**TO-DO LIST**
1) Please transcribe everything in the RFC email from "This is just" down to "in a blockquote.".
2) Name every section heading in the RFC email that is underlined with equals signs.
3) In the RFC email, what maximum length does it give for lines in a plain text email message?

**PAGE EXCERPT**
# # #
RFC: Lazy syntax for paragraphs, blockquotes and lists

Thomas Leitner t_leitner at gmx.at
Fri Sep 3 05:43:49 EDT 2010


Hi everybody,

it was requested that kramdown (a Markdown parser in Ruby, see
<http://kramdown.rubyforge.org>) supports the lazy syntax of Markdown.
So I sat down, thought about it, skimmed through the Markdown ML on
issues regarding lazy indentation as done with Markdown and now I have
some rough idea on how to do this in kramdown.

First: I'd like to say that there is no way to satisfy everyone. Lazy
indentation has some pros and cons and we have to find a middle ground!

Second: This is a rather long mail but worth the read, especially if
you want to influence how kramdown implements the lazy syntax!

Third: I have cross-posted this email to the Markdown ML because it
provides a nice explanation of why the behaviour of the lazy syntax in
Markdown.pl might be as it is.



In the beginning there was...
=============================

Markdown was created by John Gruber because he wanted a nice text
format that is inspired by how email messages are written. There is a
requirement that lines in plain text email message should not be longer
than 78 characters and therefore many mail (transport) programs
hard-wrap text to a specific line length.

I think that this is the reason why we have lazy indentation or
generally long line wrapping in Markdown. If we would say that each
paragraph must be one long line, there would obviously be problems when
messages get automatically wrapped by (email) programs. Therefore
Markdown allows paragraphs to continue on the following lines.



The Markdown syntax
===================

This is just a short summary of how and in which elements Markdown
supports lazy indentation (taken more or less from the [Markdown Syntax
Page][1]).


## Blockquotes

A blockquote starts with a `>` character. All following lines with a
`>` character belong to the same blockquote. However, you may be lazy
and put the `>` character only before the first line of a blockquote:

> This is a normal
paragraph in a blockquote.

> The blockquote is continued here!!!

A blank line between two blockquotes does *not* separate the
blockquotes, it's just one large blockquote.


## Lists

As with blockquotes, the content of a list item must not be indented
correctly. For example:

* This is a normal
paragraph in a list item.

This is even allowed for other paragraphs in the list:

* This is a paragraph.

This is a paragraph
with a lazy indentation.



Problems/Ambiguities
====================

The lazy indentation syntax provides Markdown users with many chances
to get some unexpected output... Additionally, since both lists and
blockquotes support lazy indentation it is sometimes not clear what the
outcome is when those two elements are combined.

Here are some issues taken from the Markdown ML.

PA1. First example:

* this is list item
> * this item is in a block quote
more block quoting?

PA2. Second example:

* > list item with quoting
more text here

* > list item with quoting
more text here
* another list item

PA3. Third example:

> > I wrote something
> you replied
and now here is my reply to your reply.
# # #
**EXTRACTED DATA**
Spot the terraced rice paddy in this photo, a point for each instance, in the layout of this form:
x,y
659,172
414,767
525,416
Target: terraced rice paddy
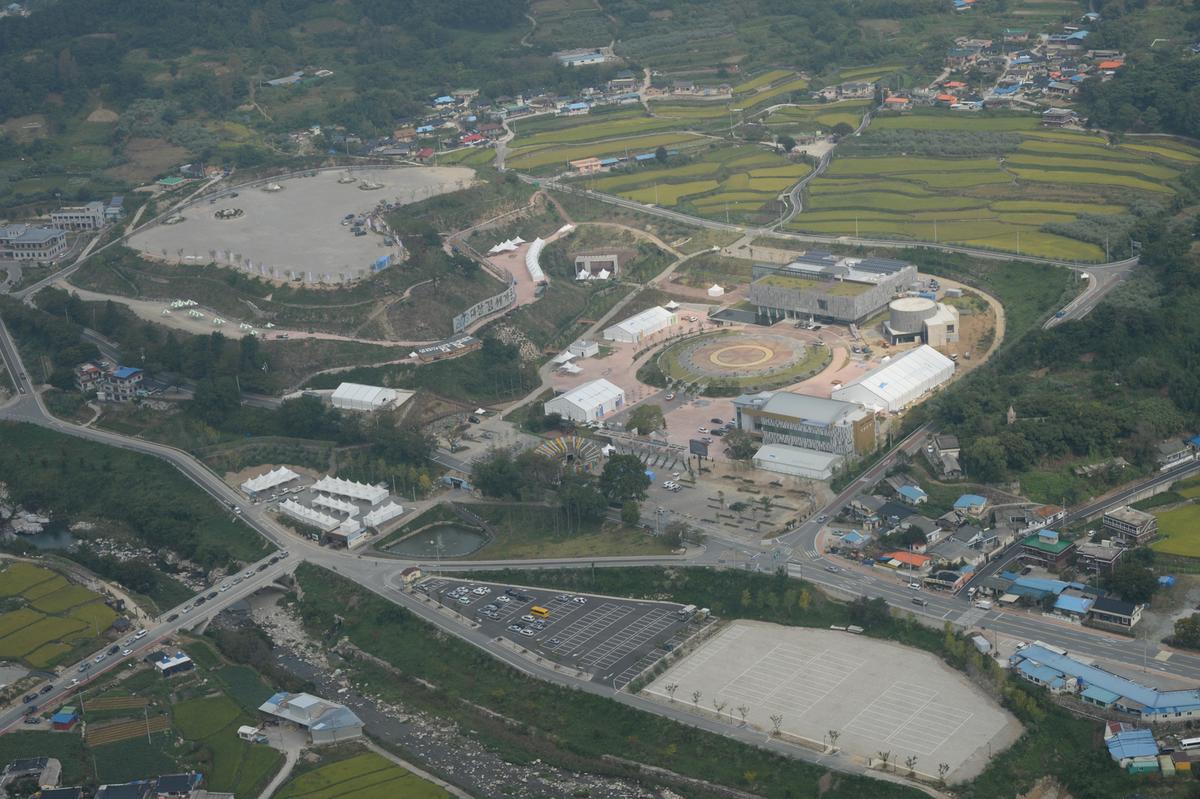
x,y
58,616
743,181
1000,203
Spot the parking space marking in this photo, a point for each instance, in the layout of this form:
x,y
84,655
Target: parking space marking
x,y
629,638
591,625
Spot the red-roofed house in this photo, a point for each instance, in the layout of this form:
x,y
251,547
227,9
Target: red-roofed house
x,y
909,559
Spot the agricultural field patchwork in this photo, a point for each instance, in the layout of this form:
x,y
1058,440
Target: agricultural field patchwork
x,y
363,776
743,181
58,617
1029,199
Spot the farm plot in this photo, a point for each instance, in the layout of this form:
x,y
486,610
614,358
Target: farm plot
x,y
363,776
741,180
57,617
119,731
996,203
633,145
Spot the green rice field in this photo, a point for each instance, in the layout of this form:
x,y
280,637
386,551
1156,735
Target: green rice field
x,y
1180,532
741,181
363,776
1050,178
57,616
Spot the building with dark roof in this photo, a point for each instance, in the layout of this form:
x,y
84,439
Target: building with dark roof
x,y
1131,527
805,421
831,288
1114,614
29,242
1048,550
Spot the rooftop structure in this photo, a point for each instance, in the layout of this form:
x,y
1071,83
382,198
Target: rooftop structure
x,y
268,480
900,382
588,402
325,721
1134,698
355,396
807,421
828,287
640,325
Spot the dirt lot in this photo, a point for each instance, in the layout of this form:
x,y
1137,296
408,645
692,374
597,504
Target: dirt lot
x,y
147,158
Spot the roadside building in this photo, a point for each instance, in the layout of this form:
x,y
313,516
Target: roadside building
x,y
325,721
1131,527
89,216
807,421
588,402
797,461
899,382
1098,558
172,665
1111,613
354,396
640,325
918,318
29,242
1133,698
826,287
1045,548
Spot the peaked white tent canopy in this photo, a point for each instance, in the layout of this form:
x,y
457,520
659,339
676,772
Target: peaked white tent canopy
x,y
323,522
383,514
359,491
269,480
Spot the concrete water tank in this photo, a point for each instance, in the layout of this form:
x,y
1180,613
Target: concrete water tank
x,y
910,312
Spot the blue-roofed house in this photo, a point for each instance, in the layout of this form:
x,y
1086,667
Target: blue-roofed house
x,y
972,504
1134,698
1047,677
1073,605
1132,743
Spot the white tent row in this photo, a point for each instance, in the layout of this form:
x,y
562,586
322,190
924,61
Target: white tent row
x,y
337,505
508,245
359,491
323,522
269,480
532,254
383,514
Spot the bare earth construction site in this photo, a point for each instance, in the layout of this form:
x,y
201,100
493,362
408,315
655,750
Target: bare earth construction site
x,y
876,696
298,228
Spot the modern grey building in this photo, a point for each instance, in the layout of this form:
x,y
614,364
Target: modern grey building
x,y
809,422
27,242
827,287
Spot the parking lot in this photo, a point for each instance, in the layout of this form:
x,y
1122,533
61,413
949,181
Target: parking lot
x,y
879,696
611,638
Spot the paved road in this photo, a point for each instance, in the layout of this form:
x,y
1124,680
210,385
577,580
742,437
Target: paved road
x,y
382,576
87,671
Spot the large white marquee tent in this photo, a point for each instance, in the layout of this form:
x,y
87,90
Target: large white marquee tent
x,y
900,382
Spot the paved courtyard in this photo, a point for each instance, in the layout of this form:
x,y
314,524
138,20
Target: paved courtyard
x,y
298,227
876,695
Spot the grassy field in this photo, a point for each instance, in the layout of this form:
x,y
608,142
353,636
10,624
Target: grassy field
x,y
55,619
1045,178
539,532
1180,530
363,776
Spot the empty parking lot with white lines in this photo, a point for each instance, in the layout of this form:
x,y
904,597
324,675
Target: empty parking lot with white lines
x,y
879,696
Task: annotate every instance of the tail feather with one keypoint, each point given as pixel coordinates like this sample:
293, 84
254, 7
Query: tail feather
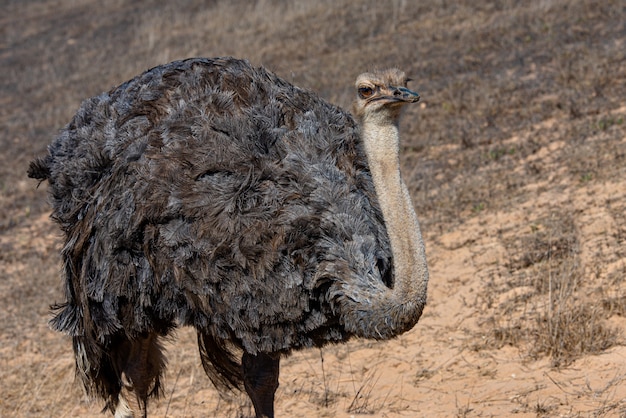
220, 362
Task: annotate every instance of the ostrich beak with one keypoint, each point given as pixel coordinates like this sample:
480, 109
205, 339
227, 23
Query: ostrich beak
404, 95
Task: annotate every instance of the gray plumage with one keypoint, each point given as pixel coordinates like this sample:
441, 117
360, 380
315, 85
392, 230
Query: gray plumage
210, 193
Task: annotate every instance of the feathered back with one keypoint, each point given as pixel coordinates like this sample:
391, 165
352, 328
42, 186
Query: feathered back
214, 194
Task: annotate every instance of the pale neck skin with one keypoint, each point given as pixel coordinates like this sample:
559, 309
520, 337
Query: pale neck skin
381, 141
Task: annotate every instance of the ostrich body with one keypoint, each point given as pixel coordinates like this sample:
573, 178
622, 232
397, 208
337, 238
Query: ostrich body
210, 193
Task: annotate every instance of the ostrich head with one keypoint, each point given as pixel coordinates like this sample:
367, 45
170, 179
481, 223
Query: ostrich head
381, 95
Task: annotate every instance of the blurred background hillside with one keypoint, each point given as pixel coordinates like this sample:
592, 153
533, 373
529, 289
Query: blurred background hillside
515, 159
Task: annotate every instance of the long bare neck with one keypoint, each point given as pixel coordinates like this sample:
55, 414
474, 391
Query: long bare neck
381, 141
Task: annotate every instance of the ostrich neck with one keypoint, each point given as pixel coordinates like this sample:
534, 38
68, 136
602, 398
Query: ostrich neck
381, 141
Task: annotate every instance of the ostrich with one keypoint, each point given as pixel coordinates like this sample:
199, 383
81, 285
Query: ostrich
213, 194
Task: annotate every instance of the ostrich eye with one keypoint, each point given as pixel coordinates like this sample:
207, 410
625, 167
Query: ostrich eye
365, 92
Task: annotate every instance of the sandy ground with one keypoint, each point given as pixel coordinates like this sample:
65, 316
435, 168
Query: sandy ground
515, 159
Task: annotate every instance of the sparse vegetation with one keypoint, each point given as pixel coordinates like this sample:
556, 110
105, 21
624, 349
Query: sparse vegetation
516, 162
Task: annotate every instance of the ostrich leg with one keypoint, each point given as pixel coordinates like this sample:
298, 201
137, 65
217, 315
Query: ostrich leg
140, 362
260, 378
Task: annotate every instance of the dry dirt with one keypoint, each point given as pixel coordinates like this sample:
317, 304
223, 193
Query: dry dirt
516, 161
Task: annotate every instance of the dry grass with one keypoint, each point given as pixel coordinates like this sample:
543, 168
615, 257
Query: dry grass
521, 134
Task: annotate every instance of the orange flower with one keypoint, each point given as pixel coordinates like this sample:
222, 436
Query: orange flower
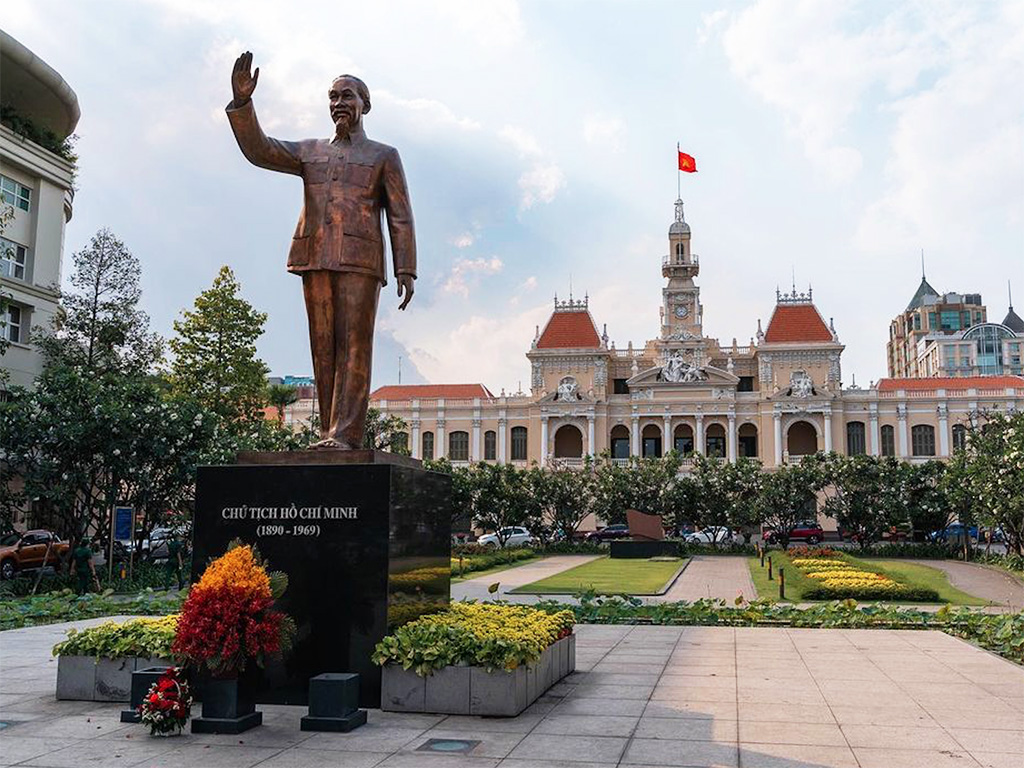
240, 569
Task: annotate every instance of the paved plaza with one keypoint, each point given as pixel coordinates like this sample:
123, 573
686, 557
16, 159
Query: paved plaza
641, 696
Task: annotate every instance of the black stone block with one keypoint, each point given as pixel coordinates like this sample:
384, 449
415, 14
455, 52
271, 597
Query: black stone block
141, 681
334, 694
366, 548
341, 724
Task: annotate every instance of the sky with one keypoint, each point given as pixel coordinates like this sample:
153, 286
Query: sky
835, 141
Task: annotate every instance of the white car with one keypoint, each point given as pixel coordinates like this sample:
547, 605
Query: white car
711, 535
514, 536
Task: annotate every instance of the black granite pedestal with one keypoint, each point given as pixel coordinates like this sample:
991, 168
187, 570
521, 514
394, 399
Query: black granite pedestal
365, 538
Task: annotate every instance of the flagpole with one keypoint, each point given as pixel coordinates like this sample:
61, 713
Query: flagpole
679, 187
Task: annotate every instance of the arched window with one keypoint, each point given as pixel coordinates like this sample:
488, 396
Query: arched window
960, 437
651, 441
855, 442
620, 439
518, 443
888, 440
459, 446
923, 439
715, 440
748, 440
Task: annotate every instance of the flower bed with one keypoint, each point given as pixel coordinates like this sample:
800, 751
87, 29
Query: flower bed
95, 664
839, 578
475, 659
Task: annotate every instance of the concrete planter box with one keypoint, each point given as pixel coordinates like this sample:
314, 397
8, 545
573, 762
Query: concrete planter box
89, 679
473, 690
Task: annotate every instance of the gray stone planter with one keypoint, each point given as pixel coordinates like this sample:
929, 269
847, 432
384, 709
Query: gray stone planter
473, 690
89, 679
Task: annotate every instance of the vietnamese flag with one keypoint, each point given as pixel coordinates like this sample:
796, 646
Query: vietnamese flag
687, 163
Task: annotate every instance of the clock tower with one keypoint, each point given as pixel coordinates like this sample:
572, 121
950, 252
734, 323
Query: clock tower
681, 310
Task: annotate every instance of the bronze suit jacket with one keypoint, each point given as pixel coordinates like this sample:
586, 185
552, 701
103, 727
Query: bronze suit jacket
# # #
**EXERCISE RESULTS**
1)
This is just a short summary of how and in which elements Markdown
supports lazy indentation (taken more or less from the [Markdown Syntax
Page][1]).


## Blockquotes

A blockquote starts with a `>` character. All following lines with a
`>` character belong to the same blockquote. However, you may be lazy
and put the `>` character only before the first line of a blockquote:

> This is a normal
paragraph in a blockquote.

2)
In the beginning there was...
The Markdown syntax
Problems/Ambiguities

3) They should not be longer than 78 characters.